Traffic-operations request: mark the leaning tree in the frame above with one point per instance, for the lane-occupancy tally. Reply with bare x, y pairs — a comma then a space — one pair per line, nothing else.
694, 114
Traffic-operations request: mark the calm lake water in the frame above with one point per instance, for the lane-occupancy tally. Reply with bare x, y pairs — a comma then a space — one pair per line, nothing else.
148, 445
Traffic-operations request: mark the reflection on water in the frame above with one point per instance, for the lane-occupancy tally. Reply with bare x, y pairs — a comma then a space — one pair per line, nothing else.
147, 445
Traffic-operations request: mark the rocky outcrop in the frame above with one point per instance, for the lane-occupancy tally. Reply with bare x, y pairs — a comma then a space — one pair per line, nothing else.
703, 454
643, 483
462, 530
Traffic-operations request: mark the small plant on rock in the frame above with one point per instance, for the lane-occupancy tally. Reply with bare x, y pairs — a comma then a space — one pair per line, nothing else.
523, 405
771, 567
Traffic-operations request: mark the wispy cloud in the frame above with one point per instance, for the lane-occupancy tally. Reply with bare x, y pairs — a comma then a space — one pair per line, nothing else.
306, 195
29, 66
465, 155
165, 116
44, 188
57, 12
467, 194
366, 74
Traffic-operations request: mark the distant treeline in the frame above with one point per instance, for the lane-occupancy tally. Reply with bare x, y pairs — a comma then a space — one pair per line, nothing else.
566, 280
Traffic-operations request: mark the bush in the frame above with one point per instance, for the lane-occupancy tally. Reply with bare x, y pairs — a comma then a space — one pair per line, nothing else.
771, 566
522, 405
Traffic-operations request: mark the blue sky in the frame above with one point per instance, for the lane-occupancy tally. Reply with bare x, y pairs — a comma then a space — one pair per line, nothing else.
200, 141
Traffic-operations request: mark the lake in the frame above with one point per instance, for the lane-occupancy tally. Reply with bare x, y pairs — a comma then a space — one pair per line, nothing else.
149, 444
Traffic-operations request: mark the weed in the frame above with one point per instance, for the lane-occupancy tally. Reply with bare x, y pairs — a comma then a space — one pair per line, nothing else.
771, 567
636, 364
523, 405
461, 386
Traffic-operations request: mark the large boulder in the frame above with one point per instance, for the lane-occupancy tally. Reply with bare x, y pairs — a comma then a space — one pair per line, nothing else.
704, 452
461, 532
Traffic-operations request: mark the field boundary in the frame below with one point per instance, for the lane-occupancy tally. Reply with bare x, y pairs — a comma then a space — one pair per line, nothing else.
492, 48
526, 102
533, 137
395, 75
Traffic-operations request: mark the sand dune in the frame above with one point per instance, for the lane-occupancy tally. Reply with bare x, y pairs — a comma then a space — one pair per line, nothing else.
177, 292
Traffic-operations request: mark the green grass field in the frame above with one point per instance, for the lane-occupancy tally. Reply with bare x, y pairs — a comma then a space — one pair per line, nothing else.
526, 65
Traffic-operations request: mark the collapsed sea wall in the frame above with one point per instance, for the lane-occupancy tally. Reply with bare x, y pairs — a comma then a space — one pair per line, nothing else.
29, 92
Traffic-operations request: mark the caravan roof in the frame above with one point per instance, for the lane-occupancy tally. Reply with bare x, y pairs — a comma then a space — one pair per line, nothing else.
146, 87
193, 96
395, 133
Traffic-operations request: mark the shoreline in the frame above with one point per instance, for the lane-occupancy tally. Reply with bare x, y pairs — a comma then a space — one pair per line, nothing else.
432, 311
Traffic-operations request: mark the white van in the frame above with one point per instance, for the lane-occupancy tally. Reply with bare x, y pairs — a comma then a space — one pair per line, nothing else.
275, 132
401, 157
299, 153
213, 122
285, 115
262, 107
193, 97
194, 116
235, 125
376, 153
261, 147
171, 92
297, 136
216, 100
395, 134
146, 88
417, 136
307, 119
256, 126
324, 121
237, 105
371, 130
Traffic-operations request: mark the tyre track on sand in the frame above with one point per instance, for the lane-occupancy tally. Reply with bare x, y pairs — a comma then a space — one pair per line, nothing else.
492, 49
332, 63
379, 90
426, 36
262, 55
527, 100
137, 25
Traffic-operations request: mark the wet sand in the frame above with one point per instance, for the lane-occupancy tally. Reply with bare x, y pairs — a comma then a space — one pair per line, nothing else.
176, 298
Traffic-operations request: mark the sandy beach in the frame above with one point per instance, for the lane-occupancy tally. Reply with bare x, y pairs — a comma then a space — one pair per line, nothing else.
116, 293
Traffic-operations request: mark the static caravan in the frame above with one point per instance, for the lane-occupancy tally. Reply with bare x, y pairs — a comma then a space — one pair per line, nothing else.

++++++++++

Reproduce the data in its entirety, matching each character.

Traffic-operations request: mark the leaning tree in the frame above with one point per instance, for the lane-occupancy tally. Reply with bare x, y pairs — a comma then a space — one pair per line, nothing else.
694, 114
Traffic-operations request: mark the calm lake water in the frame above with one point per instance, for the lane-occupancy tally. Reply with bare x, y pairs — a comma then a space — one pair per line, nothing else.
148, 445
Traffic-operations request: mark the reflection on water in the frame above with one point per instance, for the lane-occupancy tally. Reply with bare x, y pairs — a comma then a space — one pair per line, nothing else.
147, 445
Traffic-operations request: mark the rocky outcrop in the frame above with one point per instance, for the lane-occupancy tally. Reply with bare x, y pairs — a comma then a space — one pair per line, nothing else.
703, 454
643, 483
462, 530
Traffic-operations request: mark the small plant on rock in the frame above with one point per instance, for the lane-occupancy tally. Reply with bare x, y pairs — a comma then a space — one pair per line, nothing else.
523, 405
771, 567
Traffic-operations request: mark the wispy cloud in the frame above with one point per instance, for the lane-occupancy tally. Reply with bare x, y pairs — a comma then a space — one pair per line, nothing else.
306, 195
29, 66
465, 155
165, 116
44, 188
57, 12
467, 194
366, 74
Traffic-operations request: mark the distant treeline in the frame above with one point per instance, for the lane-occupancy tally. Reply with bare x, y pairs — a comma then a space — one pair per line, nothing else.
566, 280
Traffic-operations request: mark the bush in the frame above with one point per instance, for the lane-occupancy tally. Reply with bare x, y pairs — a comma then a space — one pair per line, nothing else.
771, 566
522, 405
Traffic-operations request: mark the blue sky in the frame above with one point per instance, for the lane-occupancy tally. Reply with bare x, y pairs — a comma then a space — one pair per line, nothing else.
200, 141
Traffic-operations request: mark the lake in the frame above with one point per instance, for the lane-occupancy tally. Reply with bare x, y pairs — a comma then a space — one pair per line, nothing else.
149, 444
Traffic-operations request: mark the weed in the frame above with one point per instance, for the lane-occupancy tally. Reply with bare x, y pairs — a comma then a space — one pair per line, nothing else.
771, 567
636, 364
523, 405
461, 386
Traffic-operations request: mark the large boulder in the frame above with one point per instance, for the lane-occupancy tally. Reply with bare x, y pairs — a comma then a space — one pair per line, nothing else.
704, 452
461, 532
Traffic-operations request: mark the field boundary in the frame below with one point per instance, for the lane-occupancy tally. Reply with bare x, y pairs — a comma then a space — one pair per line, nothing else.
492, 48
526, 102
533, 137
395, 75
Traffic-operations request: mark the sand dune in the frame above with one point per instance, for the lane-occupancy tally. Reply with bare x, y pairs — a comma then a space — one pair per line, nothing else.
177, 292
Traffic-operations request: mark the green grass field in the frame above with one point per instance, for the lane-occupancy tally. Reply with bare x, y pairs — a comma then a space — one pair per line, nothing else.
526, 65
Traffic-operations request: mark the collapsed sea wall in the frame above with one point per instance, for the lane-occupancy tally. Reply with bare x, y pairs — a comma then a space — one pair per line, nothing else.
29, 92
Traffic-operations request: mark the caravan roof in the frame above with one point per instance, for the lane-occupancy tally. Reply with bare x, y pairs — a comma then a space — one pair per line, nothing else.
146, 87
193, 96
395, 133
Traffic-operations request: mark the shoreline in the frame above with one point per instance, for the lane-occupancy tally. Reply with bare x, y pairs — a comma then a space — one pair per line, nothing else.
432, 311
Traffic-operations request: mark the white van in the frame above with one point per instance, for the lane-occupancy tally. Reply with bare x, y pairs — a comma then a space — one pair per line, nothing else.
275, 132
401, 157
299, 153
213, 122
285, 115
262, 107
193, 97
194, 116
235, 125
376, 153
261, 147
171, 92
297, 136
216, 100
395, 134
146, 88
417, 136
307, 119
256, 126
324, 121
237, 105
371, 130
Traffic-operations request: mark the tyre track on sand in the frame above with one point per instance, for the lane-occupancy tally. Reply with bare x, y pairs — a comma then a space — one pair per line, nothing else.
492, 49
332, 63
379, 90
426, 36
262, 55
527, 100
137, 25
Traffic-operations request: mark the wet sand in the frame above with one point per instance, for the lane-occupancy tally. Reply with bare x, y pairs — a comma then a space — one pair per line, nothing else.
176, 298
Traffic-operations request: mark the sandy beach in the frame above with one point per instance, for the lane-occupancy tally. Reply with bare x, y pairs — a comma then a space — one pair per line, nothing else.
116, 293
Traffic-operations request: mark the static caravan in the frame above with one point per instance, for the lane-occupancy tally. Reply with bare x, y pairs — a comma then a space — one pair per line, nothing else.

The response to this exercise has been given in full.